Boundary annotation records:
◆ ◆ ◆
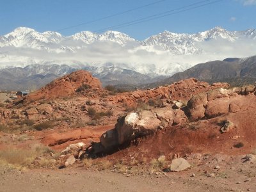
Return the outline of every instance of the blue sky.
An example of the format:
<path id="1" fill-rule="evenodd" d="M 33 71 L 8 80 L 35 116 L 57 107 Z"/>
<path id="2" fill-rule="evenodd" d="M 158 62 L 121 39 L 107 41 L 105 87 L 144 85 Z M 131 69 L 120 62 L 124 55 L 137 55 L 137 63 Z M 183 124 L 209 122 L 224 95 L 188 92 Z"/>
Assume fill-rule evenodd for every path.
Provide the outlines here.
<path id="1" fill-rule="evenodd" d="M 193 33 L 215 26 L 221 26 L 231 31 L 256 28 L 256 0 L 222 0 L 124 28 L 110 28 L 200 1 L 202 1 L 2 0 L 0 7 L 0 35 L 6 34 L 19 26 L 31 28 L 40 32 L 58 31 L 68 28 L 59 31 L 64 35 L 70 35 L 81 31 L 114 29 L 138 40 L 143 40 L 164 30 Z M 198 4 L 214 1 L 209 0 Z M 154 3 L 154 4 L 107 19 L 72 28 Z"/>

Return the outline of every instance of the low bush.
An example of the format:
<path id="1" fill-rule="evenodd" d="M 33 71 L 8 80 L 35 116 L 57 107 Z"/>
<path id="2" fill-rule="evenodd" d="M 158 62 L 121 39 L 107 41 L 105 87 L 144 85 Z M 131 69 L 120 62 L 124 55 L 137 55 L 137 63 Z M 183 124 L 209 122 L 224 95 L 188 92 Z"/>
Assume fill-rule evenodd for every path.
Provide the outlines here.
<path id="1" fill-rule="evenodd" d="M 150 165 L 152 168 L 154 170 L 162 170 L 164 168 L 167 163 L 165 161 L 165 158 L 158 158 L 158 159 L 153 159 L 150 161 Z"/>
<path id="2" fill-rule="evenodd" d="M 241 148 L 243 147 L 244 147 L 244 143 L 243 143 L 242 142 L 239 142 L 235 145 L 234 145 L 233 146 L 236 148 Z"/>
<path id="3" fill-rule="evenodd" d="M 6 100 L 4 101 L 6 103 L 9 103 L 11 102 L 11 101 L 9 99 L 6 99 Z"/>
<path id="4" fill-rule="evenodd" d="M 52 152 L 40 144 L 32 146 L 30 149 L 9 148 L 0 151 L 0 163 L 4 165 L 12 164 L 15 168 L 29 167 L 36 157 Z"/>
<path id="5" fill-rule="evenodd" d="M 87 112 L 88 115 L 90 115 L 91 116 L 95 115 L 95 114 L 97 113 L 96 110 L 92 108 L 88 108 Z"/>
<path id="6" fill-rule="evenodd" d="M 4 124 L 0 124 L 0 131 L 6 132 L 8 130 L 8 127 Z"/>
◆ ◆ ◆
▶ **STATED TASK**: Pick out each line of the material that includes the word "instance", and copy those lines.

▶ **EXERCISE RESPONSE**:
Return the outline of every instance of the blue sky.
Return the outline of every instance of the low bush.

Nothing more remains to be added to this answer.